▸ SOURCE RECORDS:
____________________
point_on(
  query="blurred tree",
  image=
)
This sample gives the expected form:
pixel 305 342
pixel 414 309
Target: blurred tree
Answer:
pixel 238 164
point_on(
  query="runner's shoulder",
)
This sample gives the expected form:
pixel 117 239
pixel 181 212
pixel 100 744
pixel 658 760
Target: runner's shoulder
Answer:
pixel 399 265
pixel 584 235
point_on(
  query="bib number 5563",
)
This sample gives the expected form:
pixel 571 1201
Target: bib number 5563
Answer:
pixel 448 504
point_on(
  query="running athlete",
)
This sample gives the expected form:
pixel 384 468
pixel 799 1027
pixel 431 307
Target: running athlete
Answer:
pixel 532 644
____________________
Give back, word for word, only the lines from the one containing "pixel 658 760" through the closing line of the entries.

▸ TASK OUTPUT:
pixel 658 760
Target: runner's shoulder
Answer:
pixel 399 265
pixel 584 235
point_on(
  query="bib number 5563",
)
This sample gives the expected form:
pixel 571 1201
Target: bib number 5563
Answer:
pixel 448 504
point_on(
  query="running athlete",
)
This sample gives the expected form:
pixel 384 468
pixel 799 1027
pixel 431 307
Target: running athlete
Answer:
pixel 532 644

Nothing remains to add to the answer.